Prompt: Quote all lines below exactly. Images stay out.

——

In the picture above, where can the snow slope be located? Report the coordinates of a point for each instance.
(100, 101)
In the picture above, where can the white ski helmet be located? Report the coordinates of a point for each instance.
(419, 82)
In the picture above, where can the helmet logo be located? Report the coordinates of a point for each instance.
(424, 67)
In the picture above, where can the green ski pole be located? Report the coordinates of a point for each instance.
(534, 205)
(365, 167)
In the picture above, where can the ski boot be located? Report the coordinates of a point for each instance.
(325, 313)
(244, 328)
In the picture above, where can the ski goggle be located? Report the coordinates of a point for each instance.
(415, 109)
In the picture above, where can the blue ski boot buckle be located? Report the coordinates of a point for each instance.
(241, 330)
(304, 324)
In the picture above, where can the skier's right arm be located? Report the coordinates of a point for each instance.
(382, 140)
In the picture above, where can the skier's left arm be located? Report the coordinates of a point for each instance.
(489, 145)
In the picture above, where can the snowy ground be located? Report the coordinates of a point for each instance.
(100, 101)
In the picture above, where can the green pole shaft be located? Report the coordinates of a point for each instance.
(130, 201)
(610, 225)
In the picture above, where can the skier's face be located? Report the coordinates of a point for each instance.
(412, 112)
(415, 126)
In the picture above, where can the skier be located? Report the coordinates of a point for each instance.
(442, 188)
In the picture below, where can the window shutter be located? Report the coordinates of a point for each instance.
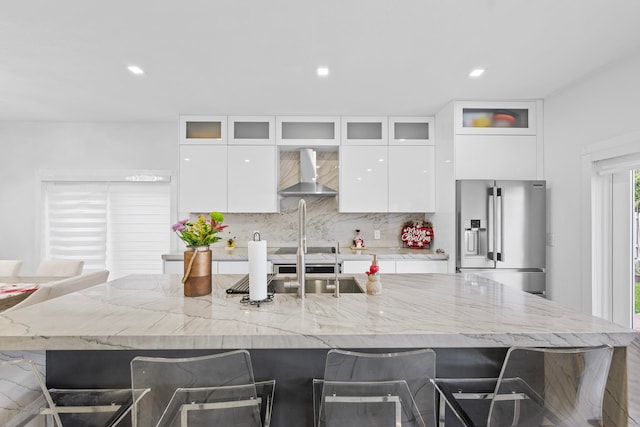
(75, 223)
(123, 227)
(139, 227)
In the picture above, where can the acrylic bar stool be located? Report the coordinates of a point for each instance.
(24, 399)
(366, 389)
(10, 267)
(200, 391)
(537, 386)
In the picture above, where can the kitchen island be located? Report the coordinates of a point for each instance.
(454, 314)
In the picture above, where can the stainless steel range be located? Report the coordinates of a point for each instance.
(289, 266)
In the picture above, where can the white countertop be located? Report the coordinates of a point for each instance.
(422, 310)
(240, 254)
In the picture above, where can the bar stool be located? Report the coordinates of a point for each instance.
(199, 391)
(365, 389)
(537, 386)
(24, 399)
(10, 267)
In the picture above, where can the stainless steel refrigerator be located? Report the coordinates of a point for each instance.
(501, 231)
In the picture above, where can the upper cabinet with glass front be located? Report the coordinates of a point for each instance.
(203, 130)
(495, 118)
(299, 131)
(252, 130)
(364, 131)
(411, 131)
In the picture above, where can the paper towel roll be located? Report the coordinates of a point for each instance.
(257, 270)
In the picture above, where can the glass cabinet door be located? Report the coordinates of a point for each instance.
(203, 129)
(497, 118)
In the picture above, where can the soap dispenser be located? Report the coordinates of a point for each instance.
(358, 241)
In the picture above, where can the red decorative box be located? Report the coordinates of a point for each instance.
(417, 235)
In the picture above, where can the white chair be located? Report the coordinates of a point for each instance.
(60, 268)
(10, 267)
(47, 291)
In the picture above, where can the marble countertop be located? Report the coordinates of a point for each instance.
(240, 254)
(426, 310)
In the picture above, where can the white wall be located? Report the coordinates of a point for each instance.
(602, 106)
(26, 147)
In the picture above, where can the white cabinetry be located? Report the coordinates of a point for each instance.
(498, 140)
(364, 179)
(395, 266)
(414, 266)
(364, 131)
(203, 178)
(496, 157)
(299, 131)
(496, 118)
(252, 178)
(360, 267)
(412, 178)
(203, 129)
(411, 130)
(252, 130)
(240, 176)
(394, 177)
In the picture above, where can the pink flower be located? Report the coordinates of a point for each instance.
(179, 225)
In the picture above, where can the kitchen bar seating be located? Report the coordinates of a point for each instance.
(24, 399)
(537, 386)
(367, 389)
(207, 390)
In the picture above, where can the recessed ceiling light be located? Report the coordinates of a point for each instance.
(135, 70)
(322, 71)
(476, 72)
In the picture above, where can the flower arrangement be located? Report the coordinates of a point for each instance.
(231, 241)
(201, 232)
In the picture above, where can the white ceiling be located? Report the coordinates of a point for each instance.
(66, 59)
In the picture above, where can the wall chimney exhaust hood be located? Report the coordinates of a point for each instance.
(308, 185)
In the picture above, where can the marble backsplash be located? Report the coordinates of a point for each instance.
(325, 225)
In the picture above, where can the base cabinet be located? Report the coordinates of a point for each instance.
(396, 266)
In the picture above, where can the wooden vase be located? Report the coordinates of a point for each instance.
(197, 272)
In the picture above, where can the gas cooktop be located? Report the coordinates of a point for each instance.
(310, 250)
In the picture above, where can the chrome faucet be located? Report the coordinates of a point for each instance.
(302, 247)
(336, 292)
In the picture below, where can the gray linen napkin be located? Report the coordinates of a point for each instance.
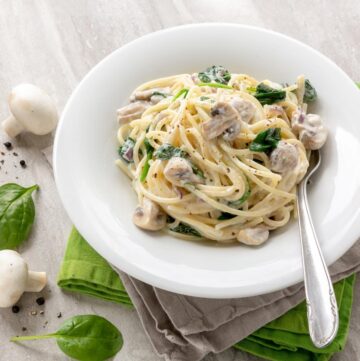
(184, 328)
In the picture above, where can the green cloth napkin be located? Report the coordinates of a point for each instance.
(284, 339)
(84, 270)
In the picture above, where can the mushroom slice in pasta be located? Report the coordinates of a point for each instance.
(149, 216)
(253, 236)
(310, 129)
(179, 171)
(284, 158)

——

Written response:
In the picture above, where can the snow slope be located? Report the coordinates of a point for each instance.
(100, 101)
In the picture above, where can the white ski helmet be located? Report the coordinates of a point for each instance.
(419, 82)
In the picture above, where can the helmet logo be located? Report the coordinates of a point for each instance.
(424, 67)
In the picture above, where can the green ski pole be located? Report the coordinates of a point for each instance.
(534, 205)
(365, 167)
In the picture above, where can the ski boot be located? Report the coordinates of a point for each instance.
(325, 313)
(244, 328)
In the picture above, where can the ski goggle be located? Report the coordinates of a point for each instance.
(415, 109)
In the picture above, where can the blue ski boot buckle be located? Report the coordinates of a point for each instance.
(241, 330)
(304, 324)
In the picture above, where can the skier's right arm be located? Report the coordinates of a point for each instance.
(382, 140)
In the picture above, where can the skier's left arm be located? Report the coordinates of a point for each instance.
(489, 145)
In the picture above, where can the snowy ground be located? Report the coordinates of a point for each instance.
(100, 101)
In the picture above, where can the green pole shaft be located? Report the coordinates of a point for each instance.
(130, 201)
(610, 225)
In the picture above, where can the skier's face be located? Report the coordinates of a point for each instance.
(412, 112)
(415, 126)
In the picture above, where can the skier be located? Report the coordinates of a point for each instance.
(442, 188)
In the picture below, where can the window shutter be located? Report the coordinates of a point for each instance.
(75, 223)
(123, 227)
(139, 227)
In the picture above, where can the acrylic bar stool be located? Report the coordinates of a point for each instance.
(24, 399)
(366, 389)
(10, 267)
(200, 391)
(537, 386)
In the picture above, where can the kitchen island be located? Report the coordinates of a point for each instance.
(454, 314)
In the picture above, where can the stainless steel range be located? Report the coordinates of a point for each instance.
(289, 266)
In the picture above, where can the white countertop be located? Report the coordinates of a point for each instance.
(422, 310)
(240, 254)
In the picture above, where can the bar stool be located? Report the coordinates of a point for each instance.
(199, 391)
(365, 389)
(537, 386)
(24, 399)
(10, 267)
In the picture above, where can the stainless steel refrigerator be located? Report the coordinates of a point for each instance.
(501, 231)
In the picture above, where can the upper cabinet with glass front be located? Report the coordinates of a point for each instance.
(203, 130)
(495, 118)
(299, 131)
(252, 130)
(364, 131)
(411, 131)
In the picture above, where can the paper towel roll be located? Report the coordinates of a point for each instance.
(257, 270)
In the picture above, where can the glass cabinet door be located? Report the coordinates of a point for each instance.
(203, 129)
(497, 118)
In the picture above, where can the soap dispenser be located? Report the coordinates of a point for each instance.
(358, 241)
In the picture above, where can the red decorative box be located? Report the coordinates of a point for each instance.
(417, 235)
In the picture above, where can the white chair be located? Report the coordinates of a point for each instance.
(60, 268)
(10, 267)
(47, 291)
In the picture above, where can the marble countertop be located? Report the coordinates of a point for each instance.
(240, 254)
(426, 310)
In the picture above, where can the white wall be located? Report the coordinates of a point for each instance.
(602, 106)
(26, 147)
In the picture above, where can the white cabinetry be located? Report the coordinates of a point for each instance.
(498, 140)
(364, 179)
(395, 266)
(414, 266)
(364, 131)
(203, 178)
(496, 157)
(299, 131)
(496, 118)
(252, 178)
(360, 267)
(412, 178)
(203, 129)
(411, 130)
(252, 130)
(240, 176)
(394, 177)
In the picture above, where can the pink flower be located? Report the coordinates of a point for each instance.
(179, 225)
In the picture above, where can the kitchen bar seating be located? Report the coordinates of a point for each instance.
(24, 399)
(537, 386)
(367, 389)
(207, 390)
In the picture above, where can the recessed ceiling light be located? Report the coordinates of a point for each instance.
(135, 70)
(322, 71)
(476, 72)
In the picture above, where can the flower arrangement be located? Report the coordinates of a point for each instance.
(231, 241)
(201, 232)
In the picture above, where can the white ceiling be located? Report the coordinates of a point for each instance.
(66, 59)
In the picture above, where can the wall chimney exhaust hood be located? Report the coordinates of a point for each instance.
(308, 185)
In the picture above, where can the marble backsplash be located? Report the coordinates of a point for each instance.
(325, 225)
In the picture above, where can the base cabinet be located? Report the coordinates of a point for each instance.
(396, 266)
In the picture above, where can the wooden vase be located? Report the coordinates of a point for each instance.
(197, 272)
In the picture above, where can the gas cooktop be located? Report the coordinates of a point for each instance.
(310, 250)
In the picture above, where can the chrome faucet be located? Report the coordinates of a point for each instance.
(302, 247)
(336, 292)
In the picture below, where can the gray linen napkin be located? Report the coordinates of a point for each instance.
(184, 328)
In the picture above, where can the green cloth napkin be located? Report the coordinates of a point for each instance.
(284, 339)
(84, 270)
In the picture above, where can the mushroom slice in pasta be located? Report the coordinates of a point for each instance.
(149, 216)
(253, 236)
(310, 129)
(179, 171)
(284, 158)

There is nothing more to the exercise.